## Exercise aim
Each line from the one containing "Annotate the rock surface" through the end of the entries below must be output exactly; no other line belongs.

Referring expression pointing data
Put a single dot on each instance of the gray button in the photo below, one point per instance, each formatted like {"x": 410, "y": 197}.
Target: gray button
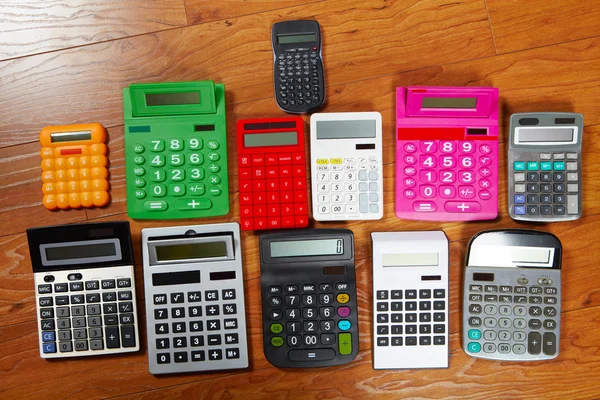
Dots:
{"x": 81, "y": 345}
{"x": 363, "y": 202}
{"x": 572, "y": 176}
{"x": 572, "y": 203}
{"x": 95, "y": 332}
{"x": 96, "y": 344}
{"x": 80, "y": 334}
{"x": 64, "y": 335}
{"x": 65, "y": 347}
{"x": 520, "y": 177}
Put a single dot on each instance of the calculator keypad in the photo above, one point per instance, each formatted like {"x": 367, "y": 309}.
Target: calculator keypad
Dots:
{"x": 348, "y": 186}
{"x": 411, "y": 317}
{"x": 546, "y": 185}
{"x": 513, "y": 322}
{"x": 273, "y": 191}
{"x": 452, "y": 177}
{"x": 87, "y": 317}
{"x": 187, "y": 174}
{"x": 312, "y": 321}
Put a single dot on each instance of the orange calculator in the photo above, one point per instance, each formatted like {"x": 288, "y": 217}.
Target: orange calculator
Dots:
{"x": 74, "y": 163}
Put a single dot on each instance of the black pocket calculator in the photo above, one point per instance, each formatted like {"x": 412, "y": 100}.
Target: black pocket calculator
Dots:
{"x": 298, "y": 66}
{"x": 309, "y": 305}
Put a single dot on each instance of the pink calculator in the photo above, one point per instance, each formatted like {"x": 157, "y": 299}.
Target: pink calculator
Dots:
{"x": 447, "y": 153}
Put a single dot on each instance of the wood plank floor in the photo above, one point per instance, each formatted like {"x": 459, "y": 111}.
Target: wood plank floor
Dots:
{"x": 66, "y": 62}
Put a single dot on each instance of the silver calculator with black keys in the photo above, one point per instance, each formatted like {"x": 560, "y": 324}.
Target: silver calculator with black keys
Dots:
{"x": 512, "y": 291}
{"x": 195, "y": 308}
{"x": 85, "y": 289}
{"x": 544, "y": 166}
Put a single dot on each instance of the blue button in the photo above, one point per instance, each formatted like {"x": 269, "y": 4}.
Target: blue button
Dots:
{"x": 474, "y": 334}
{"x": 519, "y": 165}
{"x": 48, "y": 336}
{"x": 519, "y": 199}
{"x": 519, "y": 210}
{"x": 474, "y": 347}
{"x": 344, "y": 324}
{"x": 49, "y": 348}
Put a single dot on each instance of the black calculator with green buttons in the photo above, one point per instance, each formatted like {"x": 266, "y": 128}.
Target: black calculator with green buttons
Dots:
{"x": 308, "y": 288}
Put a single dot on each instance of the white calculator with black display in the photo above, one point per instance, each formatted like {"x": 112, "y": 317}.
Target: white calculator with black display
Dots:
{"x": 85, "y": 289}
{"x": 195, "y": 308}
{"x": 346, "y": 166}
{"x": 410, "y": 305}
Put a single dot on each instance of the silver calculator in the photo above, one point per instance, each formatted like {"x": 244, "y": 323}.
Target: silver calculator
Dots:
{"x": 195, "y": 309}
{"x": 512, "y": 292}
{"x": 544, "y": 166}
{"x": 85, "y": 289}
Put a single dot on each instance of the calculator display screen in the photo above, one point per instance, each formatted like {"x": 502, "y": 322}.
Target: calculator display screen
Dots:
{"x": 303, "y": 38}
{"x": 354, "y": 129}
{"x": 296, "y": 248}
{"x": 70, "y": 136}
{"x": 191, "y": 251}
{"x": 172, "y": 99}
{"x": 271, "y": 139}
{"x": 449, "y": 102}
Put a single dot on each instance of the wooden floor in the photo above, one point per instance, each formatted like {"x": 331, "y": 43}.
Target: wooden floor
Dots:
{"x": 66, "y": 61}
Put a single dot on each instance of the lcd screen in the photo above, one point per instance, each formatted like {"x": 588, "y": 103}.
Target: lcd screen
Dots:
{"x": 172, "y": 99}
{"x": 70, "y": 136}
{"x": 449, "y": 102}
{"x": 296, "y": 248}
{"x": 303, "y": 38}
{"x": 60, "y": 253}
{"x": 191, "y": 251}
{"x": 355, "y": 129}
{"x": 271, "y": 139}
{"x": 540, "y": 135}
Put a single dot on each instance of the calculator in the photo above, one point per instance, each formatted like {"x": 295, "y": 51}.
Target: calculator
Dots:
{"x": 512, "y": 290}
{"x": 298, "y": 73}
{"x": 195, "y": 310}
{"x": 447, "y": 153}
{"x": 176, "y": 150}
{"x": 272, "y": 173}
{"x": 410, "y": 299}
{"x": 544, "y": 166}
{"x": 74, "y": 173}
{"x": 346, "y": 166}
{"x": 84, "y": 289}
{"x": 308, "y": 291}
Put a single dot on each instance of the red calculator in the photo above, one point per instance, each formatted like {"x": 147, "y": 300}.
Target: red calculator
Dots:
{"x": 272, "y": 173}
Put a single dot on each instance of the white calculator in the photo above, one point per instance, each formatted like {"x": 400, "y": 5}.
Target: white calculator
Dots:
{"x": 195, "y": 309}
{"x": 410, "y": 305}
{"x": 346, "y": 166}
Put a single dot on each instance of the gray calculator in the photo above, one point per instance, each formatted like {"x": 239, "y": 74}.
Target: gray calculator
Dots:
{"x": 512, "y": 291}
{"x": 195, "y": 310}
{"x": 544, "y": 166}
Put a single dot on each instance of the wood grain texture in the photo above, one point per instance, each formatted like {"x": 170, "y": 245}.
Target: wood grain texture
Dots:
{"x": 199, "y": 11}
{"x": 519, "y": 25}
{"x": 362, "y": 39}
{"x": 36, "y": 26}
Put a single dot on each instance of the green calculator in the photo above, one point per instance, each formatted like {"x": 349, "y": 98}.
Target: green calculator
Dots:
{"x": 176, "y": 150}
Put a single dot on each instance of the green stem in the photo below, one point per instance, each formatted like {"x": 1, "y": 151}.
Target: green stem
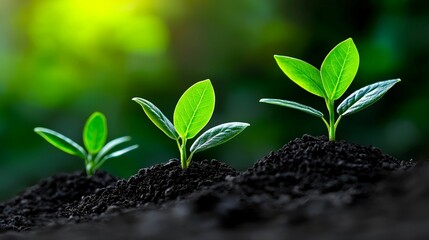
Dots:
{"x": 332, "y": 126}
{"x": 183, "y": 158}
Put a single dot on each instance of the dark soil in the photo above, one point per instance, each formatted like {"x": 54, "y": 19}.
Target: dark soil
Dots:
{"x": 39, "y": 204}
{"x": 310, "y": 187}
{"x": 151, "y": 186}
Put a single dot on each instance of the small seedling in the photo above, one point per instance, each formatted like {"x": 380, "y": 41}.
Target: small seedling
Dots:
{"x": 336, "y": 74}
{"x": 94, "y": 139}
{"x": 192, "y": 113}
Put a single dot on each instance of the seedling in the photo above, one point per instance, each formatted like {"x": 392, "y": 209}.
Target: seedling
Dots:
{"x": 94, "y": 139}
{"x": 192, "y": 113}
{"x": 336, "y": 74}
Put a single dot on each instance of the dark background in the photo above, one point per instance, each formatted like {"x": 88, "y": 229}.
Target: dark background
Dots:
{"x": 61, "y": 60}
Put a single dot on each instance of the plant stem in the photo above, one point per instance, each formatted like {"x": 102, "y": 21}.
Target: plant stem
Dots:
{"x": 183, "y": 158}
{"x": 332, "y": 125}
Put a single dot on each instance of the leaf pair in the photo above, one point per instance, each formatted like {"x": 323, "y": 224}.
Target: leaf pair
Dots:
{"x": 335, "y": 76}
{"x": 94, "y": 139}
{"x": 336, "y": 73}
{"x": 192, "y": 113}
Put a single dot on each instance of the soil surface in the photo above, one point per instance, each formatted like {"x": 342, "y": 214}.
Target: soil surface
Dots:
{"x": 39, "y": 204}
{"x": 310, "y": 187}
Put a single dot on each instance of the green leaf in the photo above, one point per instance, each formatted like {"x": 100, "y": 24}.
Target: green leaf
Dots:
{"x": 194, "y": 109}
{"x": 110, "y": 145}
{"x": 95, "y": 132}
{"x": 61, "y": 142}
{"x": 339, "y": 69}
{"x": 365, "y": 97}
{"x": 294, "y": 105}
{"x": 302, "y": 73}
{"x": 158, "y": 118}
{"x": 114, "y": 155}
{"x": 217, "y": 135}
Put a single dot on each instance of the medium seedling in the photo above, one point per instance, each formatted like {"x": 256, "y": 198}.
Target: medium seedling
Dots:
{"x": 94, "y": 139}
{"x": 192, "y": 113}
{"x": 336, "y": 74}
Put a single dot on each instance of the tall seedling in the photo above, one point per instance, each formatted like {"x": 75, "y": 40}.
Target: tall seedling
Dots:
{"x": 192, "y": 113}
{"x": 335, "y": 76}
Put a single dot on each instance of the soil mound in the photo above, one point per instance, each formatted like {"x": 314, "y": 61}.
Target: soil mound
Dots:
{"x": 40, "y": 204}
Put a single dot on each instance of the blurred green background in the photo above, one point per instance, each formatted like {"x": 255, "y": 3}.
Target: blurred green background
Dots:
{"x": 60, "y": 60}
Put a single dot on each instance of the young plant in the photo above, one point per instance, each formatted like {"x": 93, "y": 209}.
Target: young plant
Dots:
{"x": 193, "y": 111}
{"x": 94, "y": 139}
{"x": 336, "y": 74}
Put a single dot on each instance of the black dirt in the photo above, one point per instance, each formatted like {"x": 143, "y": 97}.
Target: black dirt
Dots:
{"x": 155, "y": 185}
{"x": 41, "y": 203}
{"x": 310, "y": 188}
{"x": 304, "y": 178}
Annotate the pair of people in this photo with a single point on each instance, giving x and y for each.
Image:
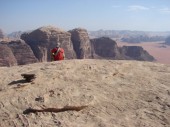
(57, 53)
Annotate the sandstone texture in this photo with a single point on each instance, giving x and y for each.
(105, 47)
(81, 43)
(94, 93)
(43, 39)
(35, 46)
(22, 52)
(16, 53)
(7, 57)
(1, 34)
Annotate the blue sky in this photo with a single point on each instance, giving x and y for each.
(146, 15)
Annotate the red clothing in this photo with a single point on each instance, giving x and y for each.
(57, 54)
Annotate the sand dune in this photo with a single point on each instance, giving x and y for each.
(107, 93)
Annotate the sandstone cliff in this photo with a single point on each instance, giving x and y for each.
(1, 34)
(81, 43)
(76, 44)
(86, 93)
(16, 53)
(7, 57)
(43, 39)
(105, 47)
(22, 52)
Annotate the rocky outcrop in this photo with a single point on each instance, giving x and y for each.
(42, 40)
(167, 41)
(81, 43)
(22, 52)
(105, 47)
(16, 53)
(15, 35)
(1, 34)
(7, 57)
(136, 53)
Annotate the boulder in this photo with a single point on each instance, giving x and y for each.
(81, 43)
(43, 39)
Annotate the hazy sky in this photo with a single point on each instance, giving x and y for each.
(148, 15)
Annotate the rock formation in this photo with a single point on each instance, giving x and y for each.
(22, 52)
(167, 41)
(81, 43)
(15, 35)
(42, 40)
(136, 53)
(76, 44)
(7, 57)
(105, 47)
(1, 34)
(16, 53)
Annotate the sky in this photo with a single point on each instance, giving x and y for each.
(142, 15)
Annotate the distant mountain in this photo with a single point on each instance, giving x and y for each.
(167, 41)
(35, 46)
(15, 35)
(130, 36)
(1, 34)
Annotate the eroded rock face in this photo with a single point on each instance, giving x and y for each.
(42, 40)
(105, 47)
(22, 52)
(7, 57)
(1, 34)
(81, 43)
(136, 53)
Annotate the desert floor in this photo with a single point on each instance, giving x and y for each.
(86, 93)
(159, 51)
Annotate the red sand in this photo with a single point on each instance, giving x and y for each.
(161, 54)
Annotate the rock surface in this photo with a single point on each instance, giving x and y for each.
(105, 47)
(22, 52)
(167, 41)
(81, 43)
(116, 93)
(43, 39)
(7, 57)
(1, 34)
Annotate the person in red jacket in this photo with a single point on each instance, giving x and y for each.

## Response area
Annotate the rock surface in this photo with a single point on each instance, giving x and y for each.
(105, 47)
(22, 52)
(167, 41)
(81, 43)
(116, 93)
(43, 39)
(7, 57)
(1, 34)
Annotate the person in red jacket in this photo with a single point on each instance, giving x and y for each.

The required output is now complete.